Point localization data
"""

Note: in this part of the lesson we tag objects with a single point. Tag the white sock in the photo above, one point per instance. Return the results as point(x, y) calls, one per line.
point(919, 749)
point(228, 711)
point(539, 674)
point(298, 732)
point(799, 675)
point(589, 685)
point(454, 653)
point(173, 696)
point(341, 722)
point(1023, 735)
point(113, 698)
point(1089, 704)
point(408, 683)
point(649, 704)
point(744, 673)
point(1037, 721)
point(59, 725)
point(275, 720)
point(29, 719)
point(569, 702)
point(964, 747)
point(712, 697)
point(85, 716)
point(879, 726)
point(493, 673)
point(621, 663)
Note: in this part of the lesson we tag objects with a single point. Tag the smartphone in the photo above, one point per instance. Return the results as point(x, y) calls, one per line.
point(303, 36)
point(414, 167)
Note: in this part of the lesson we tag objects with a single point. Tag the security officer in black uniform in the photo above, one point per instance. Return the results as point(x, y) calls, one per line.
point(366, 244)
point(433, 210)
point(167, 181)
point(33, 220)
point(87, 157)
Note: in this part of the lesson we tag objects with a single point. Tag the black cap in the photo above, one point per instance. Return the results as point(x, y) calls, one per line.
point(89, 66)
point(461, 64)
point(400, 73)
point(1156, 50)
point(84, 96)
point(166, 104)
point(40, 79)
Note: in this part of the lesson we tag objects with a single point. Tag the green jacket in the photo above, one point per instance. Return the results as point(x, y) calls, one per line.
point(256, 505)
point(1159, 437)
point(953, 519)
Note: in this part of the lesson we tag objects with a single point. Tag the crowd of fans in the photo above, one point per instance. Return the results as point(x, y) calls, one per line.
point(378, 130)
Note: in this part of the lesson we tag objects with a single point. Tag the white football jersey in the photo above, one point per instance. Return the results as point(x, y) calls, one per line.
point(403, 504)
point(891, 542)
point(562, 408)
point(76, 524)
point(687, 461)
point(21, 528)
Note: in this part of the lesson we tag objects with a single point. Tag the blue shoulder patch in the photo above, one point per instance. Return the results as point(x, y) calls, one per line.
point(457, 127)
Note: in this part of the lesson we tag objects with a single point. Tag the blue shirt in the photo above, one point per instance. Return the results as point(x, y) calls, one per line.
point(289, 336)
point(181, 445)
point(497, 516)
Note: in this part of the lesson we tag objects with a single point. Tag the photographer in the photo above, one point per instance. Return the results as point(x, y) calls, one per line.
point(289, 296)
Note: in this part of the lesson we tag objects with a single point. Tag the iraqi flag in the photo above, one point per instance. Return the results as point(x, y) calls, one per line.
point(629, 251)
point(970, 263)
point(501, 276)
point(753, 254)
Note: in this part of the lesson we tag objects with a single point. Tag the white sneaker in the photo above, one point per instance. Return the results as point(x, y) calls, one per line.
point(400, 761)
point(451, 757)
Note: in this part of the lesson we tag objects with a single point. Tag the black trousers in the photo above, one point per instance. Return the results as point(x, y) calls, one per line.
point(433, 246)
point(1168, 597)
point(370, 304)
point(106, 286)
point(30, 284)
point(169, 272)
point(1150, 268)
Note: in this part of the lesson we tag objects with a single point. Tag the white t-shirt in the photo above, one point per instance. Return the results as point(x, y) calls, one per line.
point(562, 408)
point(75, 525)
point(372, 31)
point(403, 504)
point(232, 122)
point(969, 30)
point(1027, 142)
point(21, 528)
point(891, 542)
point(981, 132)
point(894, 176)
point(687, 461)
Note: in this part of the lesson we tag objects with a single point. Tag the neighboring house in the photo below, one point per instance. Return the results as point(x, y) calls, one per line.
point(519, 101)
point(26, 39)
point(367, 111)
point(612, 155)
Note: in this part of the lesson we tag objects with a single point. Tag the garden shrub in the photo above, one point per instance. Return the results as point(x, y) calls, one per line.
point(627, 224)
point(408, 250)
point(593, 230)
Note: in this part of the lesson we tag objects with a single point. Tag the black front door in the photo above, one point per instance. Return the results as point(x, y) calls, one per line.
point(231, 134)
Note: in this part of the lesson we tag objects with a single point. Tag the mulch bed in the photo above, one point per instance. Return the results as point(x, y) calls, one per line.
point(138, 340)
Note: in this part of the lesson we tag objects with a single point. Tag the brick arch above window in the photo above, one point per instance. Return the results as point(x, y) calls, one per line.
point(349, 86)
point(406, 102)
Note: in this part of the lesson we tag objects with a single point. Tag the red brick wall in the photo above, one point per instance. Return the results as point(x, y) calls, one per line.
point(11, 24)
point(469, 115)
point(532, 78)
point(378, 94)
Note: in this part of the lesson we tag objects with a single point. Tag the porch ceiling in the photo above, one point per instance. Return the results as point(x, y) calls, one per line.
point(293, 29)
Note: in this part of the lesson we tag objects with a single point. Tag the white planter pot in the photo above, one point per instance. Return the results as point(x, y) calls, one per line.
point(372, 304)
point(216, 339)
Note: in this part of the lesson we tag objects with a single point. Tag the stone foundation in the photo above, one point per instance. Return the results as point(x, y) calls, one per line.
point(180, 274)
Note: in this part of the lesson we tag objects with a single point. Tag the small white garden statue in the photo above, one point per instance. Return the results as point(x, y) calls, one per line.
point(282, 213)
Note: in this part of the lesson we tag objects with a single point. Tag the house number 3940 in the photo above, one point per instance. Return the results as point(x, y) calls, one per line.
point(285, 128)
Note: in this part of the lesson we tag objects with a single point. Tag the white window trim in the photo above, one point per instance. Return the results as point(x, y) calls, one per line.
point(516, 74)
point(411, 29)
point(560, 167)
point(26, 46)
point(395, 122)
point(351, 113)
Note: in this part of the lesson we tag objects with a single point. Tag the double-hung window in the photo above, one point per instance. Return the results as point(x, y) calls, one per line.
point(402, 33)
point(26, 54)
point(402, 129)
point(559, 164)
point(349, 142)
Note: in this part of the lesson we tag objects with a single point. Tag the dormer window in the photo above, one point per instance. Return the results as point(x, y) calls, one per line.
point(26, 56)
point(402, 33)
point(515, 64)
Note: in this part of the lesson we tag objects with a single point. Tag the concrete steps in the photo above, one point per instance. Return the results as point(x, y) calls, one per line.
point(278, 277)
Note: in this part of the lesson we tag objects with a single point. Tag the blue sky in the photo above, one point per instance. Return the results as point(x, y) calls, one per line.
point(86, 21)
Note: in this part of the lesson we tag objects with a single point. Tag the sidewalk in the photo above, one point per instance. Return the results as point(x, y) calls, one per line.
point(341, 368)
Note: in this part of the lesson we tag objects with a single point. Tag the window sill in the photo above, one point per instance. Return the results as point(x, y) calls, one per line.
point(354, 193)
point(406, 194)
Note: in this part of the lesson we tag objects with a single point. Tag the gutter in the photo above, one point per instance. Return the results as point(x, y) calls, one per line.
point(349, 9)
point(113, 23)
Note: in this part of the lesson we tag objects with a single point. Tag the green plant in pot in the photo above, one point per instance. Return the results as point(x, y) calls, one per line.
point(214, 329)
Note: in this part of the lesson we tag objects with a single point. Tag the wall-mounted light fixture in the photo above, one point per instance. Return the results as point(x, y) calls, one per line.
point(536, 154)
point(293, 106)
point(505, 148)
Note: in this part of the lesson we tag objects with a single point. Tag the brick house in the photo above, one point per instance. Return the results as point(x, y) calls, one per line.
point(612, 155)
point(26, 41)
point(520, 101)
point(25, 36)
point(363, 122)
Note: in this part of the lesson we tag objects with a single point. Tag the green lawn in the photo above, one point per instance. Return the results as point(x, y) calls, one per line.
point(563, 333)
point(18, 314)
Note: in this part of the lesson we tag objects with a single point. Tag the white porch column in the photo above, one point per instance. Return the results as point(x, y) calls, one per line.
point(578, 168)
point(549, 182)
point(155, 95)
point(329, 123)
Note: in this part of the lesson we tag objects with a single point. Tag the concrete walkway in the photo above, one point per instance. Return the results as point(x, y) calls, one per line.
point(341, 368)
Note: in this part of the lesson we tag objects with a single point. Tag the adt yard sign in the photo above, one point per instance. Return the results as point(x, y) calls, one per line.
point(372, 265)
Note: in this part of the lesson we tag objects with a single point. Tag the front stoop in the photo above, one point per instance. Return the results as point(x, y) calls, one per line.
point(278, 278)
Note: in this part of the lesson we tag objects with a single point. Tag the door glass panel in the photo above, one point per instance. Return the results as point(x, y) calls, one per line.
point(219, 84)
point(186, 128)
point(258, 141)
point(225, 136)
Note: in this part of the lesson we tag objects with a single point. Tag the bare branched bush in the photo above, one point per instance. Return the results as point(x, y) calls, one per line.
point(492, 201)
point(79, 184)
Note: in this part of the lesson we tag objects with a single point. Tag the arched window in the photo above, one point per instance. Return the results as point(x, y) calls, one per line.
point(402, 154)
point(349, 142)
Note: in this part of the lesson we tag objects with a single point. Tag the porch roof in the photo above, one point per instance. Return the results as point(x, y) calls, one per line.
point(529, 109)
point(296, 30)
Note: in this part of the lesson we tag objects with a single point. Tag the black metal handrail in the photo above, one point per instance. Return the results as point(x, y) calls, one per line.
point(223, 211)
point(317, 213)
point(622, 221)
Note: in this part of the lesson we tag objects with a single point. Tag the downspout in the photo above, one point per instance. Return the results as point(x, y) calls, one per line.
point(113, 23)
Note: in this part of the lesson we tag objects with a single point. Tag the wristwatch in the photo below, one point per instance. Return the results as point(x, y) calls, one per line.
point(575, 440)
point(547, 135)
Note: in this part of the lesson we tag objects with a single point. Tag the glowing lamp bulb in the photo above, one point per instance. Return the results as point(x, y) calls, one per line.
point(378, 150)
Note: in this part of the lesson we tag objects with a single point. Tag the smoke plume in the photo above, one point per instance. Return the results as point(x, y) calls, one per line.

"""

## [Exercise]
Look for the line with "Tag the arched" in the records above. Repeat it and each line after it exactly.

## [Reply]
Note: in this part of the lesson we tag objects with a single point. Tag the arched window in the photo above, one point per instance. Return the results as point(x, y) calls, one per line.
point(402, 154)
point(349, 142)
Note: in this part of the lesson we tag objects with a single point. Tag the porch roof in the photo above, one point per instance. Return the results as point(x, y) calls, one per line.
point(529, 109)
point(296, 30)
Note: in this part of the lesson we tag objects with a single point. Tag the black metal handrail in the photo above, one point per instance. Return the results as point(x, y) calls, one per line.
point(223, 211)
point(317, 213)
point(622, 221)
Note: in this part of the lesson we tag objects with a single point. Tag the downspout in the photo above, one point per instance. Return the results as point(x, y) calls, one per line.
point(113, 23)
Note: in this part of the lesson we tag objects with a single point. Tag the wristwatch in the photo below, one point per instance. Return the results as point(x, y) calls, one per line.
point(575, 440)
point(547, 135)
Note: in this part of the lesson we tag objects with a single point. Tag the glowing lamp bulb in the photo above, one point per instance. Return the results as point(x, y) calls, one per line.
point(378, 150)
Note: in this part of the lesson we tag objects with a single point. Tag the smoke plume in the photo above, one point per instance. Return the results as point(x, y) calls, one per line.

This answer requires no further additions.